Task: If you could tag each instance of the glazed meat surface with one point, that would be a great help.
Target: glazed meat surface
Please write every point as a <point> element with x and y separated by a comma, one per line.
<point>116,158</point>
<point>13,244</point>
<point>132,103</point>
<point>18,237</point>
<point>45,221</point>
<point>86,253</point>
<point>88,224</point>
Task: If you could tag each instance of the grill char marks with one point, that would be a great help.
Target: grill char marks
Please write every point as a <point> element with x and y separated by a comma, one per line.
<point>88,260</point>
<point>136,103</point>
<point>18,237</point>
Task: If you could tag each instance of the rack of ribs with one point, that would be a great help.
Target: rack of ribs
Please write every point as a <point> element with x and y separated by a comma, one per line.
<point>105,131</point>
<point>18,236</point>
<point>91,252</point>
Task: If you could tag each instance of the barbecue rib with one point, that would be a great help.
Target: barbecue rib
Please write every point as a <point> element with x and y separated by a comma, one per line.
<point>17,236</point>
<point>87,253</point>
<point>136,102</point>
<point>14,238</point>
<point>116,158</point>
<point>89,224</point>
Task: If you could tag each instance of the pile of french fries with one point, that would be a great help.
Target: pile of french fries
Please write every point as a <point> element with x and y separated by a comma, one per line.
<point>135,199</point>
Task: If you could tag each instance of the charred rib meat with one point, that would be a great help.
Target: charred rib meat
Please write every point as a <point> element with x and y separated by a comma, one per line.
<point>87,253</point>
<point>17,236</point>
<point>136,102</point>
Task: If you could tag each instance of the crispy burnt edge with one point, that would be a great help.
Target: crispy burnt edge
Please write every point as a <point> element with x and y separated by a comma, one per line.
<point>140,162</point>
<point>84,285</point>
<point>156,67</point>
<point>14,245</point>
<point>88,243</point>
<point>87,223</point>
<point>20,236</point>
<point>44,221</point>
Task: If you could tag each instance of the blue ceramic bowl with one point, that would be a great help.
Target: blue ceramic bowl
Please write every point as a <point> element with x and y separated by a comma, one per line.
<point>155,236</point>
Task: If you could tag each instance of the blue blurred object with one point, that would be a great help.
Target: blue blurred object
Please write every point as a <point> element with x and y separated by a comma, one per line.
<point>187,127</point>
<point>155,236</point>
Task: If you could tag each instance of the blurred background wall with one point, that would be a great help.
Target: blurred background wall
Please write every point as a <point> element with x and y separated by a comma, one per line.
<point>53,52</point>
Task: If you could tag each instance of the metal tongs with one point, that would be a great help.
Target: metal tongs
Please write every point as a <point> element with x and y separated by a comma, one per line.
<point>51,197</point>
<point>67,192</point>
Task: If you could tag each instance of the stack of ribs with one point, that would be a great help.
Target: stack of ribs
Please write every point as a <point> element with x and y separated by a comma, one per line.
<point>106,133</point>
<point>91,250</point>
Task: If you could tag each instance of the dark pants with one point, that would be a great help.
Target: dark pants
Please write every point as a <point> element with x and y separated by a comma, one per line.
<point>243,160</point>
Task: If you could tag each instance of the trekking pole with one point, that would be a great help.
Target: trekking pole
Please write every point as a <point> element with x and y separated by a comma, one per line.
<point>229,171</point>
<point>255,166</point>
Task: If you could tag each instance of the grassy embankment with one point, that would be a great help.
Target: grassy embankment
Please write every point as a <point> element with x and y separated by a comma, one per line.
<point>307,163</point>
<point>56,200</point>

────────────────────

Aim of the exercise:
All lines in the listing above from the line containing "Task: If you could tag each instance of the blurred" to the line containing "Target: metal tongs", inclusive, should be retyped exactly; no other lines should appear.

Response to the exercise:
Task: If you could tag each instance of the blurred background wall with one point, that would be a great help.
Target: blurred background wall
Please write every point as a <point> element with x and y separated by a comma, one per line.
<point>53,52</point>
Task: If you could tag each instance of the metal tongs with one point, that would be a great help.
Target: metal tongs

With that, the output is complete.